── Material for the task ──

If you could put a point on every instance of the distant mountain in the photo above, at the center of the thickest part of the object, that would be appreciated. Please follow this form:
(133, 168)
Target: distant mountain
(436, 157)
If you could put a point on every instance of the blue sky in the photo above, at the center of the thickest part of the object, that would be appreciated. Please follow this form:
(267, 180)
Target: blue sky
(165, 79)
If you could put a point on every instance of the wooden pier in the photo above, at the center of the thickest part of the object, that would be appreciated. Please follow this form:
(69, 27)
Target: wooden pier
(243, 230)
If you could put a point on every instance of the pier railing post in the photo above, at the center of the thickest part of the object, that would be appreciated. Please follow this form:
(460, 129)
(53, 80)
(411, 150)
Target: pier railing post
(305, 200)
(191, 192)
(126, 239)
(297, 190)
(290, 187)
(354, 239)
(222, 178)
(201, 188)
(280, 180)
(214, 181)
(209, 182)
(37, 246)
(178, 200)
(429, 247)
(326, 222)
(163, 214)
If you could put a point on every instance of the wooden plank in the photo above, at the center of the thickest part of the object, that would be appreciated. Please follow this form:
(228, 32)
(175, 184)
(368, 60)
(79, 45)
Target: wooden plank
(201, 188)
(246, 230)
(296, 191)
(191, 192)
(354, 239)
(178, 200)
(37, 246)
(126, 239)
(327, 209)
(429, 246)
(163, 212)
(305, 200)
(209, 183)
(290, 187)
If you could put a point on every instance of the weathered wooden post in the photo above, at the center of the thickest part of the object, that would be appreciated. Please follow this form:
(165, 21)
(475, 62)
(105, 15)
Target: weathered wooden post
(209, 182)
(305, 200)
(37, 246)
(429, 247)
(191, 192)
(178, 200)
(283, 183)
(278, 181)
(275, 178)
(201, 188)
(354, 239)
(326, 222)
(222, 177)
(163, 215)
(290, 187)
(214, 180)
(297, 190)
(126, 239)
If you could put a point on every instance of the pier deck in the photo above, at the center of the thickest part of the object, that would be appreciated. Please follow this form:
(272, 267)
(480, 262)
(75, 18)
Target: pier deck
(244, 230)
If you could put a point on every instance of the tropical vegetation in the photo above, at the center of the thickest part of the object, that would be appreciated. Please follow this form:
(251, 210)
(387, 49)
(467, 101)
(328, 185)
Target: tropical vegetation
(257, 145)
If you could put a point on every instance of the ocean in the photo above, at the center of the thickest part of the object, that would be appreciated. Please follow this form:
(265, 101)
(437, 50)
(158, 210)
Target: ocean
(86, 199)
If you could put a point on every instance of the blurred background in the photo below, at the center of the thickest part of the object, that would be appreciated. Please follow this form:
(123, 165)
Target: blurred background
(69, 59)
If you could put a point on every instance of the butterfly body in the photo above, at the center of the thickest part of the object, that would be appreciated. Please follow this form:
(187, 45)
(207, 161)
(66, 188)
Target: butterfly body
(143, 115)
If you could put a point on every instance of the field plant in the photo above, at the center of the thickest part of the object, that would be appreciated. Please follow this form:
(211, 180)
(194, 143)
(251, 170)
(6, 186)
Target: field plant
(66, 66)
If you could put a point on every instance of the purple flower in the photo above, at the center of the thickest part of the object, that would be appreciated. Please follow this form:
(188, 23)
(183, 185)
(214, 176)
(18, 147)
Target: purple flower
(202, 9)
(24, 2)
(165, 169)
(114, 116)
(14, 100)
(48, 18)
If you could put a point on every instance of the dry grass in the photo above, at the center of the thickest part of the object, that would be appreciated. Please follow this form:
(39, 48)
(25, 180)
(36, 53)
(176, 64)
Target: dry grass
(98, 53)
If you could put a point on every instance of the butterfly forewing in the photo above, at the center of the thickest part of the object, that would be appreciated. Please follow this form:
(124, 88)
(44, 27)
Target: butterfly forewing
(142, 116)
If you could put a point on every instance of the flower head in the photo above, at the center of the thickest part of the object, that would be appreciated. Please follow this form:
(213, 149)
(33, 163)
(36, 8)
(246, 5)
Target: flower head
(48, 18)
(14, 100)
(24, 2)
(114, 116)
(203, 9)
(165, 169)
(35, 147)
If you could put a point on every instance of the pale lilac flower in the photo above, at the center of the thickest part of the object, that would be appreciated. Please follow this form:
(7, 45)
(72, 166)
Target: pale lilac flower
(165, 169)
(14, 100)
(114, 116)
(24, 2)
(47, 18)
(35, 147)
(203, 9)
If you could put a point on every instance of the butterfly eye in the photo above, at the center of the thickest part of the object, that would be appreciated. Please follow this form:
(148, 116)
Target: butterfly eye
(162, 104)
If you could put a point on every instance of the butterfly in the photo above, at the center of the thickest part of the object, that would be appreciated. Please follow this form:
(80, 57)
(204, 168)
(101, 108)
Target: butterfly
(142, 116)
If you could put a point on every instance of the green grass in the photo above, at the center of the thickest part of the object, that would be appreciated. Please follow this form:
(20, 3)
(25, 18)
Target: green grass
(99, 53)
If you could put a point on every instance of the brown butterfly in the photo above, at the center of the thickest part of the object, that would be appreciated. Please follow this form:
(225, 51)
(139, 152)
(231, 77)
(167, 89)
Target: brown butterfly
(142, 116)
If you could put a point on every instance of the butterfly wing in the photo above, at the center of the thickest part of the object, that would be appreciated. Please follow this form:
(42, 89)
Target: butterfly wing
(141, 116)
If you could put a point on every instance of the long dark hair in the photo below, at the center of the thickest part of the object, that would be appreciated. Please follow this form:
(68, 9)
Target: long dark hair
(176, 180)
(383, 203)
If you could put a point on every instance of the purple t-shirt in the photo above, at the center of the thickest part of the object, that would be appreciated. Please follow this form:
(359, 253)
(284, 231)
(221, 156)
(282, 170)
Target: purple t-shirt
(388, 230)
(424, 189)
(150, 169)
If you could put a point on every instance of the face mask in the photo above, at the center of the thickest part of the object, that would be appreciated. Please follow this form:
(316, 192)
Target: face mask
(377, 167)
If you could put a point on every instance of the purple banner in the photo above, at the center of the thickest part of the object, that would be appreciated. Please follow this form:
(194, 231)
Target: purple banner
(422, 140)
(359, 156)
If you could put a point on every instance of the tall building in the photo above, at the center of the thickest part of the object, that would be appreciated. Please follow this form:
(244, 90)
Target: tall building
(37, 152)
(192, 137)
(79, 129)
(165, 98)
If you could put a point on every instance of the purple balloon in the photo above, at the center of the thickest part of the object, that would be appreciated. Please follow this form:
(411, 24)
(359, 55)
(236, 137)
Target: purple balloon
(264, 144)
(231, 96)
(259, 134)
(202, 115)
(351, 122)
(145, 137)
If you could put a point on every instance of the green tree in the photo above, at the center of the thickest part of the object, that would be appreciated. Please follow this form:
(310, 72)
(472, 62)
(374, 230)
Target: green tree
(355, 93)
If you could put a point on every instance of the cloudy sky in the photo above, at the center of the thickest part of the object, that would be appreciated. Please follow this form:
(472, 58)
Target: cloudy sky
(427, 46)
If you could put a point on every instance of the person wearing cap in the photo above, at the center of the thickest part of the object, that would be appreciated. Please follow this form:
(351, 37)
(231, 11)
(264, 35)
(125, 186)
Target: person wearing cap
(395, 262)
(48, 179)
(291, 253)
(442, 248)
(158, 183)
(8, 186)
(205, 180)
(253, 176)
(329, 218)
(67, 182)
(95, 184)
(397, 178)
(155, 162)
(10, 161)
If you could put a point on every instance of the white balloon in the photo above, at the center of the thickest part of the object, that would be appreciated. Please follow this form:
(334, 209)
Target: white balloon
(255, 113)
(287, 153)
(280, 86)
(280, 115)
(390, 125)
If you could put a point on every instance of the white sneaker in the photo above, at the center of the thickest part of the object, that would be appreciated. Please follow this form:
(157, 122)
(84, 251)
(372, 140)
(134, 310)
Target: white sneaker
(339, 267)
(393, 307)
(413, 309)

───

> [Your goal] Would you transcribe the data above exactly as it stands?

> [Answer space]
If you could put a point on every instance of the distant mountain in the photo above, at the center of the thickest part of the object, that would be appreciated. Please follow this form:
(133, 168)
Target: distant mountain
(436, 157)
If you could put a point on every instance of the blue sky in the photo above, at the center of the thickest part of the object, that would be appreciated. Please follow this form:
(267, 180)
Target: blue sky
(165, 79)
If you could put a point on every instance of the wooden pier in the photo above, at the center of the thickest part of the object, that would be appreciated. Please follow this form:
(69, 27)
Target: wooden pier
(243, 230)
If you could put a point on every instance of the pier railing post in the photo above, at the center of the thickest part of the object, that would be appreciated. Please follow this form:
(460, 129)
(53, 80)
(411, 150)
Target: pier railing post
(305, 200)
(191, 192)
(126, 239)
(297, 190)
(290, 187)
(354, 239)
(222, 178)
(201, 188)
(280, 180)
(214, 181)
(209, 182)
(37, 246)
(178, 200)
(429, 247)
(326, 222)
(163, 214)
If you could put a point on every instance of the wooden plank in the photo above, at the center of the thickest part of the object, that would be appreciated. Please follow this form:
(228, 32)
(175, 184)
(368, 60)
(79, 45)
Target: wooden plank
(201, 188)
(246, 230)
(296, 191)
(191, 192)
(354, 239)
(178, 200)
(37, 246)
(126, 239)
(327, 209)
(429, 246)
(163, 212)
(305, 200)
(209, 183)
(290, 187)
If you could put a point on every instance of the weathered wooden post in the photo above, at the center of the thickest part of the object, that would be appreciated. Please follow this form:
(165, 21)
(475, 62)
(105, 15)
Target: weathered wooden post
(209, 182)
(305, 200)
(37, 246)
(429, 247)
(191, 192)
(178, 200)
(283, 183)
(278, 181)
(275, 178)
(201, 188)
(354, 239)
(326, 222)
(222, 177)
(163, 215)
(290, 187)
(214, 180)
(297, 190)
(126, 239)
If you could put a point on every instance of the pier deck in the photo above, at the center of the thickest part of the object, that would be appreciated. Please follow this form:
(272, 267)
(480, 262)
(75, 18)
Target: pier deck
(244, 230)
If you could put a point on every instance of the tropical vegetation in the photo above, at the center of the thickest part of the object, that would be appreciated. Please follow this form:
(251, 210)
(387, 49)
(467, 101)
(328, 185)
Target: tropical vegetation
(257, 145)
If you could put a point on every instance of the ocean in the photo above, at the center of the thickest part of the object, that would be appreciated. Please follow this form:
(265, 101)
(437, 50)
(158, 210)
Target: ocean
(86, 199)
If you could put a point on every instance of the blurred background in the photo below, at the center of the thickest part of the object, that would be appreciated. Please follow this form:
(123, 165)
Target: blurred background
(69, 59)
If you could put a point on every instance of the butterfly body in the photo above, at the center of the thickest part of the object, that would be appreciated. Please follow this form:
(187, 45)
(207, 161)
(66, 188)
Target: butterfly body
(143, 115)
If you could put a point on every instance of the field plant in the photo above, at the center of the thickest part of the object, that would be appreciated. Please follow this form:
(211, 180)
(194, 143)
(251, 170)
(6, 186)
Target: field plant
(66, 66)
If you could put a point on every instance of the purple flower in the photo above, at the center of the thickest part of the object, that would be appreciated. Please follow this form:
(188, 23)
(183, 185)
(214, 176)
(18, 147)
Target: purple flower
(202, 9)
(24, 2)
(165, 169)
(114, 116)
(14, 100)
(48, 18)
If you could put a point on every instance of the dry grass in the photo above, at the center of the thickest part of the object, that would be appreciated. Please follow this form:
(39, 48)
(25, 180)
(36, 53)
(176, 64)
Target: dry grass
(98, 53)
If you could put a point on every instance of the butterfly forewing in the photo above, at the center of the thickest part of the object, that would be appreciated. Please follow this form:
(124, 88)
(44, 27)
Target: butterfly forewing
(142, 116)
If you could put a point on every instance of the flower head in the photo above, at the center of the thickest part of the object, that would be appreciated. Please follow this form:
(213, 149)
(33, 163)
(36, 8)
(246, 5)
Target: flower head
(48, 18)
(14, 100)
(24, 2)
(114, 116)
(203, 9)
(165, 169)
(35, 147)
If you could put a point on every instance of the pale lilac flower in the photo above, at the center of the thickest part of the object, that would be appreciated. Please follow this form:
(7, 45)
(72, 166)
Target: pale lilac flower
(165, 169)
(14, 100)
(114, 116)
(24, 2)
(47, 18)
(35, 147)
(203, 9)
If you could put a point on every instance of the butterfly eye in the photo above, at the center of the thickest part of the object, that would be appreciated. Please follow this form:
(148, 116)
Target: butterfly eye
(162, 104)
If you could put a point on every instance of the butterfly in the photo above, at the center of the thickest part of the object, that would be appreciated. Please follow this form:
(80, 57)
(204, 168)
(101, 108)
Target: butterfly
(142, 116)
If you could put a point on every instance of the green grass in the photo above, at the center of the thickest part of the object, that would be appreciated. Please follow this form:
(20, 3)
(25, 18)
Target: green grass
(99, 53)
If you could put a point on every instance of the brown butterfly in the photo above, at the center of the thickest part of the object, that would be appreciated. Please follow this form:
(225, 51)
(139, 152)
(231, 77)
(167, 89)
Target: brown butterfly
(142, 116)
If you could put a point on every instance of the butterfly wing in the photo above, at the center of the thickest part of the object, that would be appreciated. Please follow this form:
(42, 89)
Target: butterfly wing
(141, 116)
If you could put a point on every instance of the long dark hair in the photo below, at the center of the thickest part of the object, that would be appreciated. Please follow this form:
(68, 9)
Target: long dark hair
(176, 180)
(383, 203)
If you could put a point on every instance of the purple t-shirt in the photo above, at the center of the thickest part of the object, that would be appreciated. Please follow this form:
(359, 253)
(284, 231)
(221, 156)
(282, 170)
Target: purple t-shirt
(388, 230)
(424, 189)
(150, 169)
If you could put a point on every instance of the face mask in the photo above, at the center of the thickest part of the object, that would be appreciated. Please follow this form:
(316, 192)
Target: face mask
(377, 167)
If you could put a point on every instance of the purple banner in the photo above, at the center of the thickest part of the object, that would be appreciated. Please follow this form:
(194, 231)
Target: purple banner
(422, 140)
(359, 156)
If you could put a point on every instance of the tall building in the photo above, at the center of the thickest part of the object, that would be appreciated. Please follow this form:
(244, 90)
Target: tall building
(37, 152)
(192, 137)
(79, 129)
(165, 98)
If you could put a point on every instance of the purple balloon in the photo above, at the center of the thickest part of the object, that would be appreciated. Please follow this form:
(411, 24)
(359, 55)
(236, 137)
Target: purple balloon
(264, 144)
(231, 96)
(259, 134)
(202, 115)
(351, 122)
(145, 137)
If you could put a point on every instance of the green tree in the photo above, at the center of the thickest part of the object, that would be appreciated. Please follow this form:
(310, 72)
(472, 62)
(374, 230)
Target: green tree
(355, 93)
If you could put a point on every instance of the cloudy sky in the photo above, at the center of the thickest part of the object, that would be appreciated. Please follow this form:
(472, 58)
Target: cloudy sky
(427, 46)
If you could put a point on every instance of the person wearing cap in the photo above, at the center of the thickest part of the object, that would be appreciated. Please follow this form:
(351, 37)
(231, 11)
(264, 35)
(125, 186)
Target: person wearing cap
(395, 262)
(48, 179)
(291, 253)
(442, 248)
(158, 183)
(8, 186)
(205, 180)
(253, 176)
(329, 218)
(67, 182)
(95, 184)
(397, 178)
(155, 162)
(10, 161)
If you could put a point on every instance of the white balloon in the photo above, at the center of the thickest part of the object, that would be appreciated. Please follow this form:
(334, 209)
Target: white balloon
(255, 113)
(287, 153)
(280, 86)
(280, 115)
(390, 125)
If you could put a point on every instance of the white sneaker in the photo above, at the center of the thickest part of the object, that would be appreciated. Please follow this form:
(157, 122)
(84, 251)
(372, 140)
(134, 310)
Target: white sneaker
(339, 267)
(393, 307)
(413, 309)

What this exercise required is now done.